Once the line containing "Task: locate the referee's face, a" is found, copy that line and all remaining lines of the records exactly, including the last one, and add nothing.

########

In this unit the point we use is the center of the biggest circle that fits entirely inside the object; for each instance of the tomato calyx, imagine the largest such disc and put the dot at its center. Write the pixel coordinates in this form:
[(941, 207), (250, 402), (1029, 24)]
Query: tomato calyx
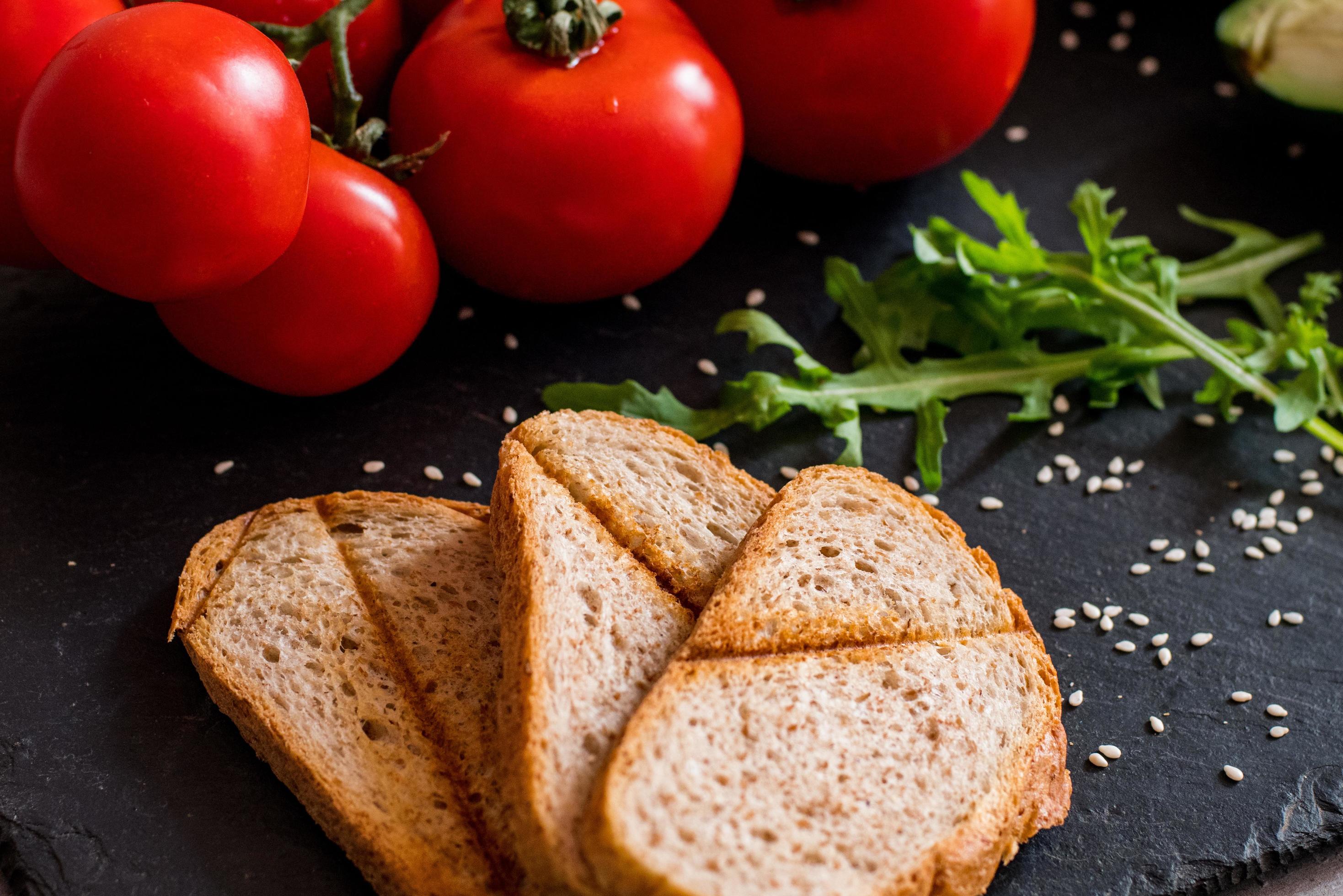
[(561, 29), (350, 138)]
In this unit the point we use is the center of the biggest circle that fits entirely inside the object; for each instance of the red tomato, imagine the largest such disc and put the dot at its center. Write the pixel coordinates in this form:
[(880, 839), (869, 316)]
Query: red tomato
[(867, 91), (32, 32), (340, 305), (164, 152), (374, 38), (566, 185)]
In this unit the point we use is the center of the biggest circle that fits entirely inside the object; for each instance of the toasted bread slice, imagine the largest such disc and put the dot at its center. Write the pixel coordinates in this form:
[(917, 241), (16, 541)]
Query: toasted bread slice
[(875, 772), (352, 641), (679, 506), (845, 558), (586, 632)]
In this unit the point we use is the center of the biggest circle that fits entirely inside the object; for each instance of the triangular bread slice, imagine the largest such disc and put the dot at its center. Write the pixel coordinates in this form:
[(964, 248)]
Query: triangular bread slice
[(352, 639), (875, 772), (845, 558), (586, 632), (679, 506)]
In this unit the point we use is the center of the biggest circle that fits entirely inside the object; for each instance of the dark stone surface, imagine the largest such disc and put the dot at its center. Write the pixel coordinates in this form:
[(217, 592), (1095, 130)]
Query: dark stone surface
[(117, 776)]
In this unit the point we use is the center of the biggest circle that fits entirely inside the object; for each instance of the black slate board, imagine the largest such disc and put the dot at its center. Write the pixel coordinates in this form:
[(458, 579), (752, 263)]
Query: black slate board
[(117, 776)]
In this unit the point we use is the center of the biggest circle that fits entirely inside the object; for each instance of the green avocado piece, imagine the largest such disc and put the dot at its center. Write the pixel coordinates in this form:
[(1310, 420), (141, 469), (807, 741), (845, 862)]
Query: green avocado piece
[(1291, 49)]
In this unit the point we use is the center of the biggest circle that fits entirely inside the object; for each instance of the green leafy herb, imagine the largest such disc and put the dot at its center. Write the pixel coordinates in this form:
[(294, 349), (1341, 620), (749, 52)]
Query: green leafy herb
[(988, 303)]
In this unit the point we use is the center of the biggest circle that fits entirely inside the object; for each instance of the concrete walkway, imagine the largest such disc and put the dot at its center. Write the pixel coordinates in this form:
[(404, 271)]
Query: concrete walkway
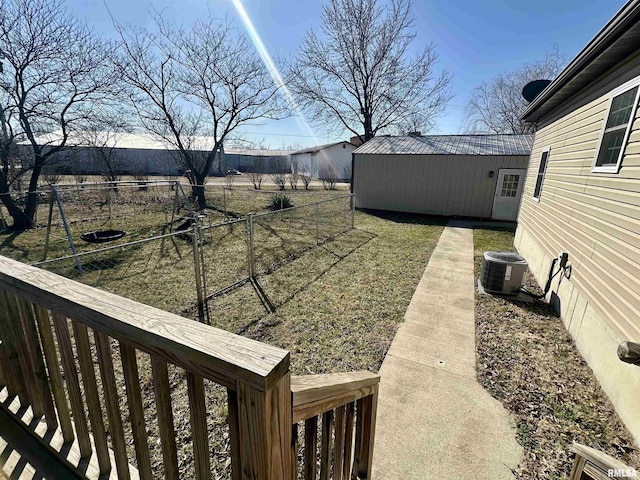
[(434, 419)]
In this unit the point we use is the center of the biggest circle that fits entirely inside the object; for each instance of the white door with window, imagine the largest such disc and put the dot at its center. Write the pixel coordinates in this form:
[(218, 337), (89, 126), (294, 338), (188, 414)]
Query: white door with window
[(506, 201)]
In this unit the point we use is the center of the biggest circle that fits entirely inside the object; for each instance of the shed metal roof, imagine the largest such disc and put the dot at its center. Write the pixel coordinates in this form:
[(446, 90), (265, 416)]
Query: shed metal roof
[(509, 145)]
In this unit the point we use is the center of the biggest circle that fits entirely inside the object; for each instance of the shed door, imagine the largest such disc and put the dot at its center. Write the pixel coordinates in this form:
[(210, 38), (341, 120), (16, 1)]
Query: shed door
[(506, 201)]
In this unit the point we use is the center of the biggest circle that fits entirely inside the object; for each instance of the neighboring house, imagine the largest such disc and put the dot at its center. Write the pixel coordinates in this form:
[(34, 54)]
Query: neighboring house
[(582, 197), (454, 175), (145, 154), (333, 158)]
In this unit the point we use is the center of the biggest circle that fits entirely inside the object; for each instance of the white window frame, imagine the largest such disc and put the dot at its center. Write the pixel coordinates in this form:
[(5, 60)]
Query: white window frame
[(546, 150), (614, 93)]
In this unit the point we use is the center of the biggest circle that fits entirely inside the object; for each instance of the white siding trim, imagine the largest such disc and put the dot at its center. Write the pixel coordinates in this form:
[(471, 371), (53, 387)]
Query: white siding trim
[(546, 150), (614, 93)]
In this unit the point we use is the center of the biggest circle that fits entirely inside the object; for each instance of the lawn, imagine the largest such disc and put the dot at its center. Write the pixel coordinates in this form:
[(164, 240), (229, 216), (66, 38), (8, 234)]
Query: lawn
[(337, 309), (528, 361), (337, 305)]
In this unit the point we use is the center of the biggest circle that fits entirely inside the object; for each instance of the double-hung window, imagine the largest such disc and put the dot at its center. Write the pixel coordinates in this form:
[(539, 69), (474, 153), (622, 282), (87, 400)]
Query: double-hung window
[(615, 132), (542, 170)]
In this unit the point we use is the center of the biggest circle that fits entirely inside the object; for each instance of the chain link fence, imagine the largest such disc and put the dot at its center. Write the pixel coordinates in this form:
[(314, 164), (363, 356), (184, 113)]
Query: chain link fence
[(159, 271), (180, 270), (238, 202)]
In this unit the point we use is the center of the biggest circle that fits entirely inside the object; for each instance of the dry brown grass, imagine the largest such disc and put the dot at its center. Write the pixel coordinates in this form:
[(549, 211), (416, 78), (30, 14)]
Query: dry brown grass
[(527, 360)]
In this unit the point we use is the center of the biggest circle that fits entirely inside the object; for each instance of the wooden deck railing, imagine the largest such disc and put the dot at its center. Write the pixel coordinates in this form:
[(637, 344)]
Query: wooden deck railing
[(340, 401), (53, 333), (592, 464)]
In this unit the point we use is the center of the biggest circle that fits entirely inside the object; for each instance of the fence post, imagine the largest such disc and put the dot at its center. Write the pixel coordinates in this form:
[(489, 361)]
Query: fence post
[(352, 199), (66, 228), (317, 226), (224, 201), (197, 270), (250, 256)]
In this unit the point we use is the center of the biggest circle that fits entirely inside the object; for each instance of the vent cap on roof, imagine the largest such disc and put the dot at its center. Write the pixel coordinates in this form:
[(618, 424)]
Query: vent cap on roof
[(532, 89)]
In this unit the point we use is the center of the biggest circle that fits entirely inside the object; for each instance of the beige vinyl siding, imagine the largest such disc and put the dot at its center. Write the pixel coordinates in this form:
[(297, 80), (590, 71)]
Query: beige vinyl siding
[(452, 185), (593, 216)]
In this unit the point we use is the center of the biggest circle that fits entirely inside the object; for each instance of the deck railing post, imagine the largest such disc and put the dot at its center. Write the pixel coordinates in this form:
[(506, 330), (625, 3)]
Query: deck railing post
[(261, 433), (365, 435)]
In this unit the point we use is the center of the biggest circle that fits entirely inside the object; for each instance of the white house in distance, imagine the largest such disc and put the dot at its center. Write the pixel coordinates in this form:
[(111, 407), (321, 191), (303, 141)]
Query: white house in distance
[(131, 153), (333, 158)]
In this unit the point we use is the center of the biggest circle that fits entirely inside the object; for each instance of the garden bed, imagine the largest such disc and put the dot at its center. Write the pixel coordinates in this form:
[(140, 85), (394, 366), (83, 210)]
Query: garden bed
[(526, 359)]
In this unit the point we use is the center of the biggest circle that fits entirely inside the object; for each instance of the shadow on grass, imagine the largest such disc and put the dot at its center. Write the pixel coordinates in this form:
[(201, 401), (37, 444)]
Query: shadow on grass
[(340, 249), (9, 249), (402, 217)]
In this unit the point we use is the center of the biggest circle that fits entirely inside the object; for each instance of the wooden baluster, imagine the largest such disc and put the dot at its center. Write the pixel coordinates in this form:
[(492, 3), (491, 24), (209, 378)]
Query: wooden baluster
[(198, 418), (9, 356), (55, 377), (30, 394), (295, 449), (348, 441), (339, 443), (365, 435), (310, 447), (32, 343), (94, 408), (325, 448), (165, 418), (73, 384), (107, 375), (136, 412), (234, 435)]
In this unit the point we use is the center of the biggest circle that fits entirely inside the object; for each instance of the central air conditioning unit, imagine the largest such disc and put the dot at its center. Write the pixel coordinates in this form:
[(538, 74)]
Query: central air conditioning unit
[(502, 272)]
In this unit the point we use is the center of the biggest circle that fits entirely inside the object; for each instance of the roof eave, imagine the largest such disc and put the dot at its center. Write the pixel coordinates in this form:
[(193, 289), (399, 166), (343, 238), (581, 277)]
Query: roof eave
[(626, 17)]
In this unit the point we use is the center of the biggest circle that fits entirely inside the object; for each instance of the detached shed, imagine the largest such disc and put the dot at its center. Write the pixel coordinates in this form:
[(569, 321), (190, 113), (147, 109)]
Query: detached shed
[(454, 175)]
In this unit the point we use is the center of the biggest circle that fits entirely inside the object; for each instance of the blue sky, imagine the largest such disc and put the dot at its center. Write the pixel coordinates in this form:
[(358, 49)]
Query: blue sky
[(475, 40)]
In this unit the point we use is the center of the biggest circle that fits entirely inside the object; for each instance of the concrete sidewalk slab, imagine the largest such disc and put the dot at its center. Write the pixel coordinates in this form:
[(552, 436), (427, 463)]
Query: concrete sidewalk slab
[(434, 419)]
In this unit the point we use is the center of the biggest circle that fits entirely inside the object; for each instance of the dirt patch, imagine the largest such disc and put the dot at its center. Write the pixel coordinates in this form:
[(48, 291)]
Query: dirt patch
[(526, 358)]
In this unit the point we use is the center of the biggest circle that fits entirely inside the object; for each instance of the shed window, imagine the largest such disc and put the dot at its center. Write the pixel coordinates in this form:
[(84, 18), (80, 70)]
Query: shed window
[(544, 160), (510, 186), (616, 130)]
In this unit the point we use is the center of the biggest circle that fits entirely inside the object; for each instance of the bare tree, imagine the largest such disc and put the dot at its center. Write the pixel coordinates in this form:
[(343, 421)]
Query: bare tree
[(279, 172), (293, 180), (305, 175), (328, 174), (55, 75), (359, 75), (194, 86), (495, 106)]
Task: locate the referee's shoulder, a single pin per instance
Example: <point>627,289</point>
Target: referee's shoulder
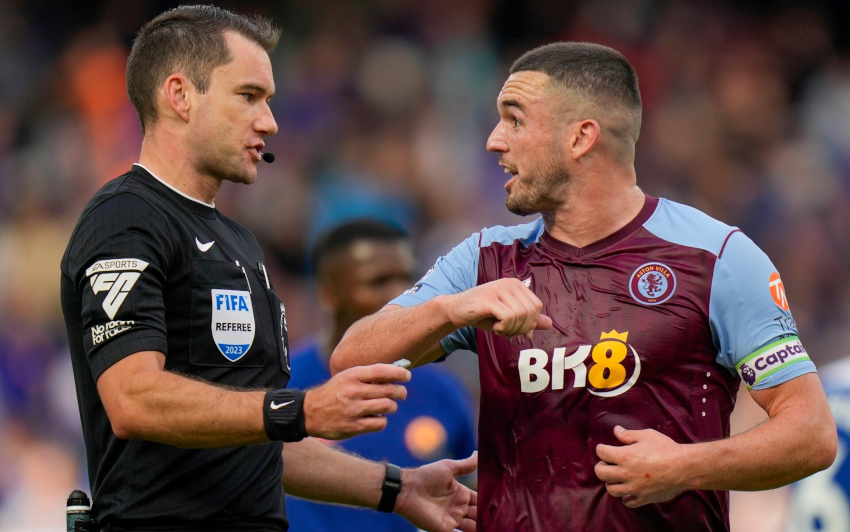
<point>121,207</point>
<point>123,197</point>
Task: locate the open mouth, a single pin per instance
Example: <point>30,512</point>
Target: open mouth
<point>513,173</point>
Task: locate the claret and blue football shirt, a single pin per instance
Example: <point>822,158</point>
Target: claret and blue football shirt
<point>652,327</point>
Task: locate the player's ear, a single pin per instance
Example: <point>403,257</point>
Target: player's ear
<point>583,137</point>
<point>179,94</point>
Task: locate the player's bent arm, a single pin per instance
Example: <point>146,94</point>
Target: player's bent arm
<point>143,401</point>
<point>505,306</point>
<point>798,440</point>
<point>394,332</point>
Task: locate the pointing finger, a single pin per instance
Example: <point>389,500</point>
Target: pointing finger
<point>543,322</point>
<point>609,453</point>
<point>376,391</point>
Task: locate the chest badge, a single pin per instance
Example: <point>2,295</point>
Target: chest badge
<point>233,325</point>
<point>652,284</point>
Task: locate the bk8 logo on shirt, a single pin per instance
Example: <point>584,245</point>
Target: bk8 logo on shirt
<point>232,322</point>
<point>608,376</point>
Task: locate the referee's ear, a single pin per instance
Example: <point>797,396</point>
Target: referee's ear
<point>178,92</point>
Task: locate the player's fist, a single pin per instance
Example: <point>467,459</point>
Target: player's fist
<point>506,307</point>
<point>354,401</point>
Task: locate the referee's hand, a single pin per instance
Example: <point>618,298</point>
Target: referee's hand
<point>354,401</point>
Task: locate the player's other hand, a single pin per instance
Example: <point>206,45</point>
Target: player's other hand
<point>643,471</point>
<point>433,500</point>
<point>506,307</point>
<point>354,401</point>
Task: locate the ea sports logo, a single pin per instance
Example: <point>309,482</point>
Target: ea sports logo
<point>777,291</point>
<point>652,284</point>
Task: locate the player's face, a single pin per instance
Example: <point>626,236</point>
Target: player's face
<point>527,141</point>
<point>233,116</point>
<point>370,274</point>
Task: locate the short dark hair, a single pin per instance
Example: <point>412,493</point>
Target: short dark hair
<point>597,72</point>
<point>341,237</point>
<point>189,39</point>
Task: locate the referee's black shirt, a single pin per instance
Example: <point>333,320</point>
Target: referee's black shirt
<point>150,269</point>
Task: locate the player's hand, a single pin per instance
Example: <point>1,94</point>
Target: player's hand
<point>434,501</point>
<point>354,401</point>
<point>506,307</point>
<point>644,471</point>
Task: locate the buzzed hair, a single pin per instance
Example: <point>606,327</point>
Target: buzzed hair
<point>597,73</point>
<point>190,40</point>
<point>340,238</point>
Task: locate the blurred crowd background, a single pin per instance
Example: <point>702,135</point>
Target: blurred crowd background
<point>384,107</point>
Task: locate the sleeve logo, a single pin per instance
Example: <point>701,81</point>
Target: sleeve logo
<point>770,359</point>
<point>777,291</point>
<point>116,277</point>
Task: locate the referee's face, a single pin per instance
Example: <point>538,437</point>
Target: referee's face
<point>233,116</point>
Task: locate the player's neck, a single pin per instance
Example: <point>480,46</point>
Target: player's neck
<point>589,215</point>
<point>170,164</point>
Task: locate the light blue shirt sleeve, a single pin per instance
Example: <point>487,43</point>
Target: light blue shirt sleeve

########

** YOUR RESPONSE **
Task: locate the referee's face, a single pin per instance
Example: <point>538,437</point>
Target: referee's face
<point>233,116</point>
Task: locate the player's neck, a single pin per instance
Example: <point>480,46</point>
Target: player's neck
<point>589,215</point>
<point>170,164</point>
Task: locate the light blue shirt sleeve, a single pin per instance
Example: <point>487,43</point>
Target: light blue shirt sleeve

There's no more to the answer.